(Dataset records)
════════════════

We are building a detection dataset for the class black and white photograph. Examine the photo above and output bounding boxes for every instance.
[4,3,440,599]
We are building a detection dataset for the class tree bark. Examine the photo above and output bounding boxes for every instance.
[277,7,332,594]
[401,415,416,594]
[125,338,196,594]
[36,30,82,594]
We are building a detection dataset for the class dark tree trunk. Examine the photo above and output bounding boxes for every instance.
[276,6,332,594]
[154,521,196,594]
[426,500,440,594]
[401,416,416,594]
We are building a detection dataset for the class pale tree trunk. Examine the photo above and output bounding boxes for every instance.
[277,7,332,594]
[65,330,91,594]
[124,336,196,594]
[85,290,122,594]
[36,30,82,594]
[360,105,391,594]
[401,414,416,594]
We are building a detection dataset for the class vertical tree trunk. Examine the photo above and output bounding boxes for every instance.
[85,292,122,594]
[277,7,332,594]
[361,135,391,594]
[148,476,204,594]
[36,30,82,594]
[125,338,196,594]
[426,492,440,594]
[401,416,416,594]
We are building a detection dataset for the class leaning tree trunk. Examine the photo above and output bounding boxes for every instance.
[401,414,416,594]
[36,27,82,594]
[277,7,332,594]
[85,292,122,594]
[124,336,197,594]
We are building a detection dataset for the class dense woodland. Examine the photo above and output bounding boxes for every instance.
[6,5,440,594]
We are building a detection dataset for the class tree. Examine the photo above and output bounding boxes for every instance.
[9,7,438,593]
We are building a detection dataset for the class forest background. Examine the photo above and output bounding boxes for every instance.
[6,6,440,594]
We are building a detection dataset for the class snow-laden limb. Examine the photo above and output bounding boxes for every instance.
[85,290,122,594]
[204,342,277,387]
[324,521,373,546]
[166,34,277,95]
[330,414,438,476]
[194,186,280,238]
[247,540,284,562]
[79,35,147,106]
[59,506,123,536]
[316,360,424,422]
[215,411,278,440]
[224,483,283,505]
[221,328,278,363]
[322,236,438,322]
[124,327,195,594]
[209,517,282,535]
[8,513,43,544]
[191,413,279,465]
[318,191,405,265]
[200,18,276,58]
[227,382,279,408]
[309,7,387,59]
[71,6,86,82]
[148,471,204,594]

════════════════

GOAL: Format the items above as a JSON list of strings, one string for each line, with blank lines omitted.

ANSWER:
[
  "We are building a detection dataset for the class black and white photograph. Examine the photo above and output bounding boxes for every instance.",
  "[4,3,440,599]",
  "We are building a detection dataset for the class tree bark. Examine the photo above and output bounding boxes for every instance.",
  "[277,7,332,594]",
  "[401,415,416,594]",
  "[125,338,196,594]",
  "[36,30,82,594]",
  "We are building a detection dataset for the class dark tree trunk. Examine the photo above and output bounding boxes for every instance.",
  "[276,6,332,594]",
  "[154,521,196,594]",
  "[426,500,440,594]",
  "[401,416,416,594]",
  "We are building a detection dataset for the class pale tree trunk. Examine the photo above and output bounding boxes for every instance.",
  "[277,7,332,594]",
  "[65,330,91,594]",
  "[124,336,196,594]",
  "[85,290,122,594]",
  "[36,30,82,594]",
  "[360,105,391,594]",
  "[401,414,416,594]",
  "We are building a detection dataset for the class vertical tree trunk. Examine the photo above and output bounding boxes for every instance.",
  "[85,292,122,594]",
  "[277,7,332,594]",
  "[361,135,391,594]",
  "[148,476,204,594]",
  "[36,30,82,594]",
  "[125,338,196,594]",
  "[426,492,440,594]",
  "[401,416,416,594]",
  "We are building a detection dataset for the class leaning tree trunk. Examine the photo above and output bounding boxes for every instance.",
  "[401,414,416,594]",
  "[36,27,82,594]",
  "[277,7,332,594]",
  "[85,292,122,594]",
  "[124,336,197,594]",
  "We are building a detection dataset for the class dense woodland. Examine the photo above and output bounding boxes for every instance.",
  "[6,5,440,594]",
  "We are building a detection dataset for the class tree. Examine the photo above and output bounding boxes for every instance.",
  "[9,7,438,593]",
  "We are building a detection dataset for the class forest background. Examine the photo above and output bounding boxes for every instance.",
  "[6,6,440,594]",
  "We are building a detection dataset for the class snow-laden limb. Examine the photo above and output bounding boxes for every instance.",
  "[85,290,122,594]",
  "[204,342,277,387]",
  "[324,521,373,546]",
  "[166,34,277,95]",
  "[330,414,438,476]",
  "[194,186,280,238]",
  "[247,540,284,562]",
  "[79,35,147,106]",
  "[59,506,123,536]",
  "[316,360,424,422]",
  "[215,411,278,440]",
  "[224,483,283,505]",
  "[221,328,278,363]",
  "[322,236,438,322]",
  "[124,327,195,594]",
  "[209,517,282,535]",
  "[8,513,43,544]",
  "[191,413,279,465]",
  "[318,191,405,265]",
  "[200,18,276,58]",
  "[227,382,279,408]",
  "[309,7,387,59]",
  "[71,6,86,82]",
  "[148,471,204,594]"
]